EXERCISE REQUIREMENTS: Skip any picture you find and retype all the remaining lines exactly.

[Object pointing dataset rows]

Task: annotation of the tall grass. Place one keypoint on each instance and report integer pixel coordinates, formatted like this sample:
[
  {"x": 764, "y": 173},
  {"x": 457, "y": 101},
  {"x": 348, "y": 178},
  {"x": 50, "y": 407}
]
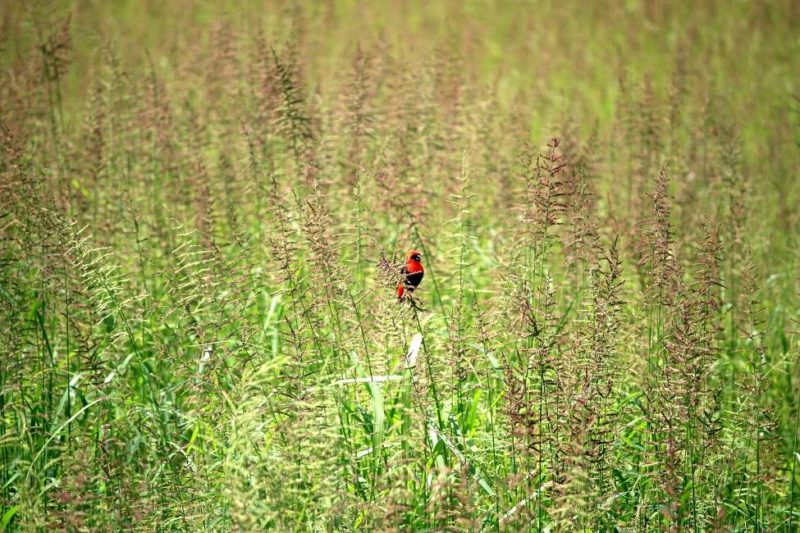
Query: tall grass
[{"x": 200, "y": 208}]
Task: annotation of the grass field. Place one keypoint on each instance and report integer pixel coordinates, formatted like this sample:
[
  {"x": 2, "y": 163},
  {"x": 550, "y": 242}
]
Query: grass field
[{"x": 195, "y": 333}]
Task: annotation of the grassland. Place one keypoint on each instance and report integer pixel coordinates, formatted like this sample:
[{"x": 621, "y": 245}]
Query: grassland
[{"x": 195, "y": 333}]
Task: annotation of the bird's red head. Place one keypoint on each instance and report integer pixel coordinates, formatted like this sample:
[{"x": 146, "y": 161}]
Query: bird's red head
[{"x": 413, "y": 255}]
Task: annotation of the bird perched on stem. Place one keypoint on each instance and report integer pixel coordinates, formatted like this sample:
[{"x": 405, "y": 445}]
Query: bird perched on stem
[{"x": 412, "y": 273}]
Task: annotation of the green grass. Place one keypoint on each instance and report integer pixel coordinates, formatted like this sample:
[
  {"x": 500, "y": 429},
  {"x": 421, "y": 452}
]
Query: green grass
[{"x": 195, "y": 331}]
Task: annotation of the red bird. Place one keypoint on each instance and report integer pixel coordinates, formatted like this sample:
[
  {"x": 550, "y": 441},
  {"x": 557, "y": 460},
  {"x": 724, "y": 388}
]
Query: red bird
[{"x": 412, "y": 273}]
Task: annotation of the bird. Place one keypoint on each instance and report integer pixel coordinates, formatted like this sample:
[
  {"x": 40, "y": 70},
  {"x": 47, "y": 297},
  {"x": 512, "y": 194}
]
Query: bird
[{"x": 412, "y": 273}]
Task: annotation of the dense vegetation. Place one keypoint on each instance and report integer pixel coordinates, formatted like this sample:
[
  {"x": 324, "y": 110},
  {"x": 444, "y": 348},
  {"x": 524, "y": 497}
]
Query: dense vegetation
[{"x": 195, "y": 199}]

TASK ANSWER:
Task: annotation of the tall grass. Place one keypoint on each instance and report integer pixel coordinates, formatted like this sample:
[
  {"x": 764, "y": 173},
  {"x": 457, "y": 101},
  {"x": 348, "y": 178},
  {"x": 50, "y": 407}
]
Query: tall grass
[{"x": 200, "y": 208}]
Task: annotation of the grass field. Place one keypoint on each instance and report integer pixel coordinates, formatted like this sample:
[
  {"x": 2, "y": 163},
  {"x": 550, "y": 242}
]
Query: grass field
[{"x": 195, "y": 333}]
Task: annotation of the grassland. Place one keypoint on each instance and report integer pixel coordinates, formatted like this sample:
[{"x": 621, "y": 245}]
Query: grassland
[{"x": 195, "y": 333}]
Task: annotation of the bird's red head. Place one keypoint on each instance and report integer pixel coordinates, formatted like this sample:
[{"x": 146, "y": 161}]
Query: bird's red head
[{"x": 413, "y": 255}]
Task: annotation of the bird perched on stem. Place one keypoint on each instance and report integer pixel coordinates, formatted like this sample:
[{"x": 405, "y": 445}]
Query: bird perched on stem
[{"x": 412, "y": 273}]
Task: annotation of the green grass. Place one keypoint on each instance and report integer pixel coordinates, formatted like this sample:
[
  {"x": 500, "y": 429},
  {"x": 421, "y": 452}
]
Query: green grass
[{"x": 195, "y": 331}]
Task: annotation of the red bird. Place one keypoint on each instance and report integer pixel coordinates, formatted like this sample:
[
  {"x": 550, "y": 441},
  {"x": 557, "y": 460},
  {"x": 724, "y": 388}
]
Query: red bird
[{"x": 412, "y": 273}]
Task: annotation of the bird. Place one keypoint on each instance and report integer pixel coordinates, formatted like this sample:
[
  {"x": 40, "y": 70},
  {"x": 47, "y": 297},
  {"x": 512, "y": 194}
]
Query: bird
[{"x": 412, "y": 273}]
Task: annotation of the dense vegetation. Place one keypoint on each instance and report integer pixel coordinates, formatted like this sample:
[
  {"x": 324, "y": 110},
  {"x": 444, "y": 348},
  {"x": 524, "y": 497}
]
Query: dense vegetation
[{"x": 195, "y": 199}]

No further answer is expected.